With continued reference to Figure 2, for example, a second port 104 is positioned upstream of the tank 100 and configured to permit a sacrificial material to be added to the inlet fluid 64. The second port 104 may include an airlock device that permits the passage of the sacrificial material into the inlet fluid 64 while minimizing the change of pressure to the inlet fluid 64, the tank 100, and/or other portions of the system. In this manner, the airlock device may facilitate the addition of sacrificial material without affecting the negative pressure generated by the pump 112. In one form for example, it is contemplated the airlock device may include a chamber with two valves in series that are not opened simultaneously in order to eliminate or minimize any impact on system pressure.

— Your tasks —
1. Please reproduce the stretch of the airlock passage from "With continued reference" through "on system pressure.".
2. Write the next few sentences of the airlock passage, picking up right after its final sentence.

— Supplied material —

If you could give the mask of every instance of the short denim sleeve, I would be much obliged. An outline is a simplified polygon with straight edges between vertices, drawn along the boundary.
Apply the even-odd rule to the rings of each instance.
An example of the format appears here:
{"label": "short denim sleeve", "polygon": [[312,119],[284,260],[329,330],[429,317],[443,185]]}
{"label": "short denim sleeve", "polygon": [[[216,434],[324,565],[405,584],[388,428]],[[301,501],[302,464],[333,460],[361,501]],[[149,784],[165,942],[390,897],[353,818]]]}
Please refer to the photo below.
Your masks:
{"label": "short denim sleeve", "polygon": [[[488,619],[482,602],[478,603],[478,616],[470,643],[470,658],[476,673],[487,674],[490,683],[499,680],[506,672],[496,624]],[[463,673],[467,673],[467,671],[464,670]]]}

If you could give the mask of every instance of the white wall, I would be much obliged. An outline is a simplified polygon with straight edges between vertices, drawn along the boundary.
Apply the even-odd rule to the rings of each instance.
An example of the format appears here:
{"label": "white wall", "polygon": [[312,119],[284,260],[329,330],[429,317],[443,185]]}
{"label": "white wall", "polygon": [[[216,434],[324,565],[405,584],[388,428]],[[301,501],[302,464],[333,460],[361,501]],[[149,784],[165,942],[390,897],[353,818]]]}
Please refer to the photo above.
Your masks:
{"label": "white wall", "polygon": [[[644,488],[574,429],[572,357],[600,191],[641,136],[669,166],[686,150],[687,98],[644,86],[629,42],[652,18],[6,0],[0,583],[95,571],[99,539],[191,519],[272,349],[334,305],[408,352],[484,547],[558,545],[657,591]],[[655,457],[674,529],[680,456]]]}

— Responses —
1.
With continued reference to Figure 2, for example, a second port 104 is positioned upstream of the tank 100 and configured to permit a sacrificial material to be added to the inlet fluid 64. The second port 104 may include an airlock device that permits the passage of the sacrificial material into the inlet fluid 64 while minimizing the change of pressure to the inlet fluid 64, the tank 100, and/or other portions of the system. In this manner, the airlock device may facilitate the addition of sacrificial material without affecting the negative pressure generated by the pump 112. In one form for example, it is contemplated the airlock device may include a chamber with two valves in series that are not opened simultaneously in order to eliminate or minimize any impact on system pressure.

2.
The sacrificial material may be a conductive or semi-conductive substance capable of ionization inside of the tank 100 during operation of apparatus 70. For example, the sacrificial material may include metals (such as aluminum (Al), titanium (Ti), iron (Fe) or other metals), metalloids, nonmetals (such as graphite (C) or other nonmetal forms), alloys (such as steel or other alloys), or any suitable combination thereof. The sacrificial electrode material may be a fragmented solid and the fragments of the solid may be sized and shaped to permit the fragments to travel through the second port 104 and with the inlet fluid 64 into the tank 100. In one form, the sacrificial material may be fragmented scrap metal divided into portions small enough to travel with the inlet fluid 64 into the tank 100 and to form a bed of sacrificial material in the bottom of the tank 100.

A third port 106 positioned downstream of the tank 100 is configured to facilitate removal of a portion of the outlet fluid 74. The third port 106 may permit samples of the outlet fluid 74 to be evaluated and/or analyzed, and may be configured to permit fractions of the outlet fluid 74 to be removed from the outlet fluid 74 incrementally or continuously.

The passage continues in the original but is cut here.